-------- Data for this task --------
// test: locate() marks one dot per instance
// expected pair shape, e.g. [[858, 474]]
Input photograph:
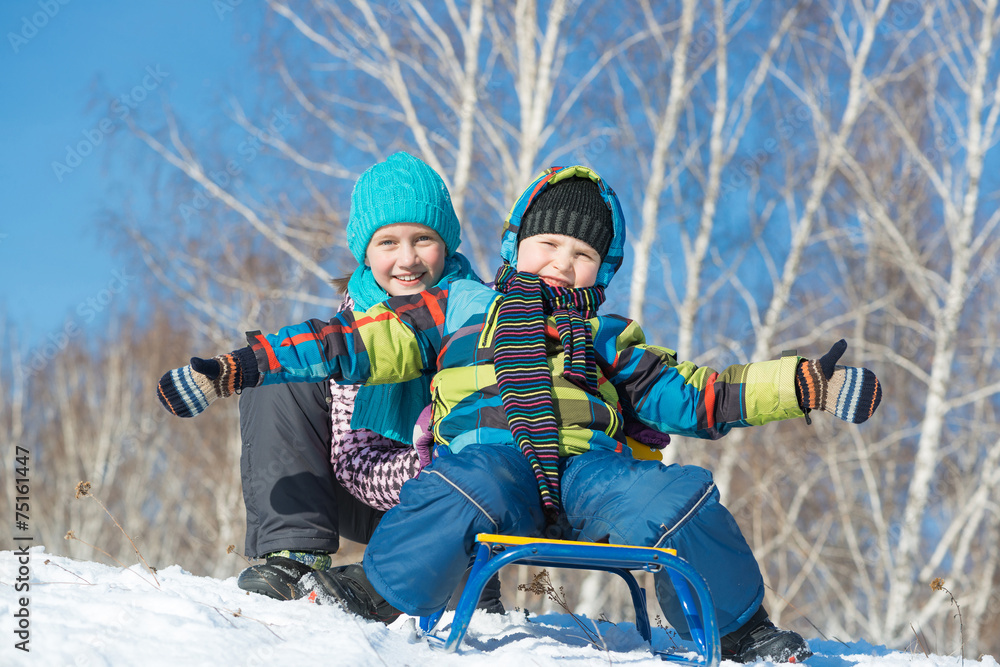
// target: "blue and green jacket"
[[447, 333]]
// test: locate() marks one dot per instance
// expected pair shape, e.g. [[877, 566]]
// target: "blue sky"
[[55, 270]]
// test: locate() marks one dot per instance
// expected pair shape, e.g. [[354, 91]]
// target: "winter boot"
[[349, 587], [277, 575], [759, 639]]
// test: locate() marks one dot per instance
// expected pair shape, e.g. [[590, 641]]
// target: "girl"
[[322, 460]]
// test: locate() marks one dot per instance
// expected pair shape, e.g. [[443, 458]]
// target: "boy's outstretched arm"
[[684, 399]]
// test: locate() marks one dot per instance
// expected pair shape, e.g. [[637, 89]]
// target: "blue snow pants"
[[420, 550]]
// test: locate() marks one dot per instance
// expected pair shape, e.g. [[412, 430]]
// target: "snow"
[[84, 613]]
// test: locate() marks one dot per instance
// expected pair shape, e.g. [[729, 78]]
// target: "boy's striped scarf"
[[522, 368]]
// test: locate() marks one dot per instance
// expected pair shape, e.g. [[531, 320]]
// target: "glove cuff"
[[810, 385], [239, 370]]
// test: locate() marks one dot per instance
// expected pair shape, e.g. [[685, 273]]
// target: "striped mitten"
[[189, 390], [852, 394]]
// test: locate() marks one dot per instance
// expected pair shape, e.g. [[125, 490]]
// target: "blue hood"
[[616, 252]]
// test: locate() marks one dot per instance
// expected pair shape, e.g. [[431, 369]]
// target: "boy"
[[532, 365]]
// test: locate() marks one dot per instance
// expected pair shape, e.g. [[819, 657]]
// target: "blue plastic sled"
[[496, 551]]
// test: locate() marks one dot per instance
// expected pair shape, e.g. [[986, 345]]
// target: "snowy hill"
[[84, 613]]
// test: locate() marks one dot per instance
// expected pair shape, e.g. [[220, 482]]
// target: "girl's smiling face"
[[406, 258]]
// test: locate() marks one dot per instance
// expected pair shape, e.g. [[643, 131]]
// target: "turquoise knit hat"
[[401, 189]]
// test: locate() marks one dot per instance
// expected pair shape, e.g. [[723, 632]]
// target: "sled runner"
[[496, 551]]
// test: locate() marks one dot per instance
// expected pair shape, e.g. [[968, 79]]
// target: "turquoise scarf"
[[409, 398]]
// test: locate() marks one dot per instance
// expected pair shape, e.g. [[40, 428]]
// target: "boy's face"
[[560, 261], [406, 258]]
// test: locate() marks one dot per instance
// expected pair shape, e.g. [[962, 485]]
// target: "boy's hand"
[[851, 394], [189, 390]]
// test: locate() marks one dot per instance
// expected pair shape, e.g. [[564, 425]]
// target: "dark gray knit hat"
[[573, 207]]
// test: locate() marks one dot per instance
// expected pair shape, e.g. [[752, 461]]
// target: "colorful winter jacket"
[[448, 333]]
--------
Reproduce each record above by retyping it exactly; omit all images.

__Problem solution__
// test: locate() marks one dot per instance
// expected pair shape, e.g. [[858, 474]]
Input photograph:
// target: "blue and green jacket"
[[447, 333]]
// test: locate() marks one dot per instance
// expected pair shape, e.g. [[877, 566]]
// target: "blue sky"
[[55, 270]]
// test: locate() marks one dot per instance
// expected pair shape, e.g. [[354, 91]]
// target: "winter boot"
[[349, 587], [277, 575], [759, 639]]
// test: locate() marks one dot per instance
// expected pair shape, e.g. [[590, 641]]
// target: "girl"
[[322, 460]]
// test: locate() marks one dot per instance
// expected pair shape, e.g. [[443, 458]]
// target: "boy's outstretched arm"
[[684, 399]]
// test: locate() marks one dot per instance
// expected pair shape, e.g. [[637, 89]]
// target: "blue snow pants"
[[420, 550]]
// test: locate() marks one dot per instance
// expected pair shape, e.g. [[412, 430]]
// target: "snow"
[[84, 613]]
// test: locate() marks one dot per instance
// expected pair shape, e.g. [[729, 78]]
// target: "boy's striped scarf"
[[522, 368]]
// test: locate() marks one dot per instance
// expected pair shape, e.g. [[531, 320]]
// target: "glove cuff"
[[810, 385], [239, 370]]
// test: locate() marks one dot per instance
// expected pair shape, e.g. [[685, 273]]
// target: "striped mitten"
[[189, 390], [852, 394]]
// test: locate() marks one dot per instance
// expected pair shape, e.g. [[125, 490]]
// target: "blue hood"
[[616, 252]]
// test: locate() marks one dot per instance
// expected pair shape, e.g. [[431, 369]]
// target: "boy"
[[532, 365]]
// test: locate() marks one dot per instance
// expected pair shape, e.g. [[819, 657]]
// target: "blue plastic sled"
[[496, 551]]
// test: locate() marks one dot per instance
// expected pair shape, e.g. [[986, 345]]
// target: "snowy hill"
[[84, 613]]
// test: locate() marks one dot per instance
// expected pair shape, e.g. [[220, 482]]
// target: "girl's smiling face"
[[406, 258]]
// test: locate() marks one dot per instance
// expected pair shape, e.g. [[643, 131]]
// target: "turquoise knit hat"
[[401, 189]]
// test: locate() marks one dot per instance
// expected pair shape, e.g. [[723, 632]]
// target: "sled runner"
[[496, 551]]
// test: locate() marks one dot per instance
// expected pair shape, e.g. [[968, 79]]
// target: "turquoise scarf"
[[409, 398]]
// test: locate() marks one dot per instance
// expected pair shape, e.g. [[40, 428]]
// target: "boy's face"
[[560, 261], [406, 258]]
// test: locate() marks one dot per instance
// expected pair shape, e.g. [[962, 485]]
// target: "boy's hand"
[[851, 394], [189, 390]]
// test: locate() marks one dot per instance
// expected pair shape, e.g. [[564, 425]]
// target: "dark gray knit hat"
[[573, 207]]
// test: locate() marks one dot per instance
// expected pair shape, e.g. [[752, 461]]
// target: "colorful winter jacket"
[[448, 333]]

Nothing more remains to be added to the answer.